** Start of PROVIDED RECORDS **
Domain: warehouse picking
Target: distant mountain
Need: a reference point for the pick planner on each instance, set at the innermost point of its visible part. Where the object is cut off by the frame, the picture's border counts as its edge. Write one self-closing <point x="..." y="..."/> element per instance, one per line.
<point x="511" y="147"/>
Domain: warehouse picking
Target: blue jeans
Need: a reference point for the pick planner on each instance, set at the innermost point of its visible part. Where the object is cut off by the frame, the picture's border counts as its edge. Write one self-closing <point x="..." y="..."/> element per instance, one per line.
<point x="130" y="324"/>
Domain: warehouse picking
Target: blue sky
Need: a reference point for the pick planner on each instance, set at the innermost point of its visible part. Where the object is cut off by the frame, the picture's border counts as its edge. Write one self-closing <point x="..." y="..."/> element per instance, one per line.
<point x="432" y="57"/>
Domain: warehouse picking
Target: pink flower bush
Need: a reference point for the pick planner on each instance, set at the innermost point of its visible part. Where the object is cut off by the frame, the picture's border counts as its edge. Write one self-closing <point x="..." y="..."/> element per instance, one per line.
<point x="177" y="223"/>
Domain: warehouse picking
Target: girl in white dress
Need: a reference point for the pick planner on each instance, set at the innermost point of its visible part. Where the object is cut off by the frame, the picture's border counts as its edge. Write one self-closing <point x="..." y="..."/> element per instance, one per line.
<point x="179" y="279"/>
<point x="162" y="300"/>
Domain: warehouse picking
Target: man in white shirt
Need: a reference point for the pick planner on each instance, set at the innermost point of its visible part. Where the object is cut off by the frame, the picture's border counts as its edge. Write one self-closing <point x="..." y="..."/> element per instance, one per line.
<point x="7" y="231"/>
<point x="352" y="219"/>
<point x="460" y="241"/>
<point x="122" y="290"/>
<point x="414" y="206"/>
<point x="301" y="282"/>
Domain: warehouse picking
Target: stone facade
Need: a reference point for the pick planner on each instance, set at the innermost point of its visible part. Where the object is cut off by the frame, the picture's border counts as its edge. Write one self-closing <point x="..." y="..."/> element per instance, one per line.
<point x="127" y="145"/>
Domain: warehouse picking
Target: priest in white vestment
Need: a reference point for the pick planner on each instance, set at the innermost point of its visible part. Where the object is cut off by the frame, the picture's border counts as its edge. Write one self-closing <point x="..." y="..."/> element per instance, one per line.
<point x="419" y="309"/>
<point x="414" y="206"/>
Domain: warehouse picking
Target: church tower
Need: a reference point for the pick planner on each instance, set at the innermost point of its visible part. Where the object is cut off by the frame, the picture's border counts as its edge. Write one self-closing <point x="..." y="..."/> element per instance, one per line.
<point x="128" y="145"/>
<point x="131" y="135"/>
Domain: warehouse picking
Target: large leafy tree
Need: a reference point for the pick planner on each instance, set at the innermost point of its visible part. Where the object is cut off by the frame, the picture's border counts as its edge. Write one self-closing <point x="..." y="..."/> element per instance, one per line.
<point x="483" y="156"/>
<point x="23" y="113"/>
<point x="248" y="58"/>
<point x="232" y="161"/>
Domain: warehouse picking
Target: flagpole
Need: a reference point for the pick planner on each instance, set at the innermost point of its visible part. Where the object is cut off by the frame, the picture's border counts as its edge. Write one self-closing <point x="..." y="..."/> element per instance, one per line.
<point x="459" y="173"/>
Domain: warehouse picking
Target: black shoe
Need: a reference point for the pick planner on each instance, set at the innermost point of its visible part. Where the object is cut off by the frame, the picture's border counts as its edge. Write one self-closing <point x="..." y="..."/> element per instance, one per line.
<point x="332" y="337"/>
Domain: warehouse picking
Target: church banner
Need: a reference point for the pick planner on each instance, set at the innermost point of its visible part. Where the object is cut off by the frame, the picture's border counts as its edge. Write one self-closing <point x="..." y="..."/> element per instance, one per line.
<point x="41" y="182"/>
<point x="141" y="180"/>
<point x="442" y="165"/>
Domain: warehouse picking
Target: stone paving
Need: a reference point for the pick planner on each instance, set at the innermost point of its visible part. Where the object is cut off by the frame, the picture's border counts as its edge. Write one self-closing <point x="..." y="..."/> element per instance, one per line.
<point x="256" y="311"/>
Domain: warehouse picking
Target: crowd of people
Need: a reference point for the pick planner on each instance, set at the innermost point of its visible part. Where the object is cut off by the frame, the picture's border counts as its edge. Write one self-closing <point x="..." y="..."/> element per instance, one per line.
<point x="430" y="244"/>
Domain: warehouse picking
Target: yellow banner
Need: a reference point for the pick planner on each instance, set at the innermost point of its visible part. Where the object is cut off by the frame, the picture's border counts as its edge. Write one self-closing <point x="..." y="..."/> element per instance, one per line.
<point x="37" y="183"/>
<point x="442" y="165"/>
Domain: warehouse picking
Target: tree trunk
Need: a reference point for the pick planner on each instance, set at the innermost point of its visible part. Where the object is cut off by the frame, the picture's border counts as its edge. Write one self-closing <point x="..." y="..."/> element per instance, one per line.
** End of PROVIDED RECORDS **
Please report every line of the rows above that contains the string "tree", copying each line in full.

Target: large leafy tree
Target: tree trunk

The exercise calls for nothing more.